►
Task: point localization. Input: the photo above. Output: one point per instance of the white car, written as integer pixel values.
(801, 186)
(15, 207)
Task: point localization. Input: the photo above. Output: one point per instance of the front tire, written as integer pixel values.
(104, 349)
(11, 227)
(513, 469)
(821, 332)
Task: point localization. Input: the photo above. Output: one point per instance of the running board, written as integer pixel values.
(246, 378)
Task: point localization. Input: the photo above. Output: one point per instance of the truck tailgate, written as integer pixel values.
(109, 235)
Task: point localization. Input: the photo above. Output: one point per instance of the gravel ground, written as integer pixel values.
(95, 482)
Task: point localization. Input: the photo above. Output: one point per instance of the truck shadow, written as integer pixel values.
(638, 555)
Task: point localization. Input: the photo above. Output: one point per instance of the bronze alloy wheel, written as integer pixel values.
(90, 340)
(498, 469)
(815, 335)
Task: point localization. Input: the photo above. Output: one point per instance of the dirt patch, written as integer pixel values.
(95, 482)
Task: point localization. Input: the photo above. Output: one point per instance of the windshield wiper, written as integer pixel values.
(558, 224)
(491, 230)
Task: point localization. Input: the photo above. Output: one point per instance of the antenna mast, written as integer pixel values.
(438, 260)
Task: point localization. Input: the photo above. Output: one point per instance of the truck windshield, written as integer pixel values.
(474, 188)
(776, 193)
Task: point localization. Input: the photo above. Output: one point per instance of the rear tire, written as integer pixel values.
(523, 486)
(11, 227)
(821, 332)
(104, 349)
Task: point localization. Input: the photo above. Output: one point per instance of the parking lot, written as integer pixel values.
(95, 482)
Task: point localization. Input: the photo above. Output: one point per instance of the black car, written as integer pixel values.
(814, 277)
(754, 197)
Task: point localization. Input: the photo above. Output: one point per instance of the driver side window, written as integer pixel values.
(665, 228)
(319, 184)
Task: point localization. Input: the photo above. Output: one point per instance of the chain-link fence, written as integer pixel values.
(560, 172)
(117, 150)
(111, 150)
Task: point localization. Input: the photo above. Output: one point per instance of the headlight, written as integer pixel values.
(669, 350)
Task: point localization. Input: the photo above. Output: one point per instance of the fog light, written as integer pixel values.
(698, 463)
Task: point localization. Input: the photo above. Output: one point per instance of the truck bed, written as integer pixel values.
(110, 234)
◄
No line may be left out; the records are to be transcribed in full.

RESULT BELOW »
Task: point localization. Input: the photo above. Output: one point per instance of the white car, written as integer pixel values.
(801, 186)
(15, 207)
Task: point localization. Input: the photo above. Output: one point per instance of the front tire, written as integer pixel values.
(104, 349)
(11, 227)
(513, 469)
(821, 332)
Task: point localization. Input: the photo above. Output: one point per instance of the running board, written as integer pixel values.
(246, 378)
Task: point localization. Input: the photo above. Output: one point per instance of the truck tailgate, written as integer pixel values.
(109, 235)
Task: point localization. Input: the photo above. Output: one point per instance of the gravel ground, written as integer pixel values.
(95, 482)
Task: point localization. Input: the photo above. Output: one point per instance of the truck shadow, written as integer pixel values.
(638, 555)
Task: point localization. Input: the photo above. Output: one point per instance of the bronze alloy wheel, written as integer pixel values.
(90, 340)
(498, 469)
(815, 335)
Task: point localization. Input: the photo above. Output: one point per instance of the dirt patch, written as integer pixel values.
(95, 482)
Task: point localization. Input: the photo above. Output: one point per instance of the windshield wiper, written as integer pixel values.
(558, 224)
(491, 230)
Task: point localization. Input: the photo above. Output: one point per instance of the antenna mast, written as integer pixel values.
(438, 260)
Task: point localization. Input: the photo above. Output: one point per instance of the truck windshield, written as integer pixel values.
(474, 188)
(776, 193)
Task: point localization. Input: the photo above. Output: one point per instance of the rear tire, written as integer pixel values.
(523, 486)
(11, 227)
(821, 332)
(104, 349)
Task: point localization. Input: the photo above. Output: one point per instance of the parking lot, written as integer pixel values.
(95, 482)
Task: point localization. Input: the photo above. Output: one point per instance of the black car, written as integer pixel values.
(814, 277)
(754, 197)
Task: point localization. Input: the photo above. Output: one point per instance of the driver side window, written as integer pixel values.
(665, 228)
(319, 184)
Task: point localization. Input: the photo above. Output: one point per instance of the chain-link fence, written as integer pixel values.
(560, 172)
(117, 150)
(111, 150)
Task: point localization. Input: the photo above. Output: one point per instance of the headlight, written as integer pixel values.
(669, 350)
Task: point localization. Input: the photo above. Output: one point per instance of the fog light, written as integer pixel values.
(698, 463)
Task: point localization. Input: the photo above. Output: one point per instance of the truck bed, written as integer pixel values.
(110, 234)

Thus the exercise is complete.